_Supplied data_
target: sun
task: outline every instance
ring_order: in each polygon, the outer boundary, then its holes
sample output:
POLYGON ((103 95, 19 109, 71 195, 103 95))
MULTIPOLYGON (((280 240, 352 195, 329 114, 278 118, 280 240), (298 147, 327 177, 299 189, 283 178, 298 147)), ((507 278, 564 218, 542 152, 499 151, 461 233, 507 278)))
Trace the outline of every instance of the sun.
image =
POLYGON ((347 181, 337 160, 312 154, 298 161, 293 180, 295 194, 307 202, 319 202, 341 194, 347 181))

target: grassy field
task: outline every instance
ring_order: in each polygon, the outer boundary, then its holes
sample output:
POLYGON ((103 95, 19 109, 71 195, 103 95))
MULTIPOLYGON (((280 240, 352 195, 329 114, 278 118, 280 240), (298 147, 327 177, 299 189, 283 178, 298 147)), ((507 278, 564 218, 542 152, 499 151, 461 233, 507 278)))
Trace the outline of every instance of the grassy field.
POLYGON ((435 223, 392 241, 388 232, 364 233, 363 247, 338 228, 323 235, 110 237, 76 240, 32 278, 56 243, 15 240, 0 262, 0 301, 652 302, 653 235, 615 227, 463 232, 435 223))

_Task to complete_
Reproduce all of the material above in full, requests included, and shift each answer outline by adding 77 to every one of its vertex coordinates. Leave all other numbers unchanged.

_Final answer_
target: sun
task: outline every instance
ring_order: in each polygon, the outer boundary, then its holes
sample output:
POLYGON ((103 95, 19 109, 71 195, 103 95))
MULTIPOLYGON (((280 240, 352 195, 329 114, 278 118, 280 240), (298 147, 327 177, 299 189, 283 178, 298 147)), ((507 278, 564 218, 542 152, 499 151, 461 233, 507 278)))
Trace the outline of every instance of the sun.
image =
POLYGON ((424 258, 414 237, 389 231, 375 238, 370 257, 372 271, 384 279, 396 279, 418 271, 424 258))

target: grassy field
task: outline every instance
ring_order: in each polygon, the outer boundary, then its holes
sample output:
POLYGON ((103 95, 19 109, 71 195, 103 95))
MULTIPOLYGON (((280 240, 352 195, 329 114, 278 118, 280 240), (298 147, 327 177, 299 189, 283 178, 298 147)), ((507 278, 564 218, 542 152, 499 151, 461 233, 507 278)))
Trace the outline of every instance of the grassy field.
POLYGON ((512 300, 469 318, 465 309, 441 310, 440 324, 415 305, 400 312, 187 314, 153 317, 109 355, 133 320, 92 317, 77 339, 77 378, 729 379, 730 312, 692 304, 540 309, 512 300))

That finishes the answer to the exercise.